• [Directions for this task] Echo each of the rows below back verbatim, without changing a single character.
>>>
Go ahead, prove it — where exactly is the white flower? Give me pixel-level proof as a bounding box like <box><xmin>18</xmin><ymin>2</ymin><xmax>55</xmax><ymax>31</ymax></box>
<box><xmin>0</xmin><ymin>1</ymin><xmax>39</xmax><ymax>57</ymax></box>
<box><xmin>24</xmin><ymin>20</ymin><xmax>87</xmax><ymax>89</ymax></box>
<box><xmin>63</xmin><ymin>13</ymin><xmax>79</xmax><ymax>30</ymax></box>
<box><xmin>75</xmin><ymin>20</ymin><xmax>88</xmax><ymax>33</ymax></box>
<<<
• [Response]
Go ahead, prove it — where exactly is the white flower? Give me pixel-level proof as a bounding box like <box><xmin>18</xmin><ymin>2</ymin><xmax>55</xmax><ymax>31</ymax></box>
<box><xmin>0</xmin><ymin>1</ymin><xmax>39</xmax><ymax>57</ymax></box>
<box><xmin>24</xmin><ymin>20</ymin><xmax>87</xmax><ymax>89</ymax></box>
<box><xmin>63</xmin><ymin>13</ymin><xmax>79</xmax><ymax>30</ymax></box>
<box><xmin>75</xmin><ymin>20</ymin><xmax>88</xmax><ymax>33</ymax></box>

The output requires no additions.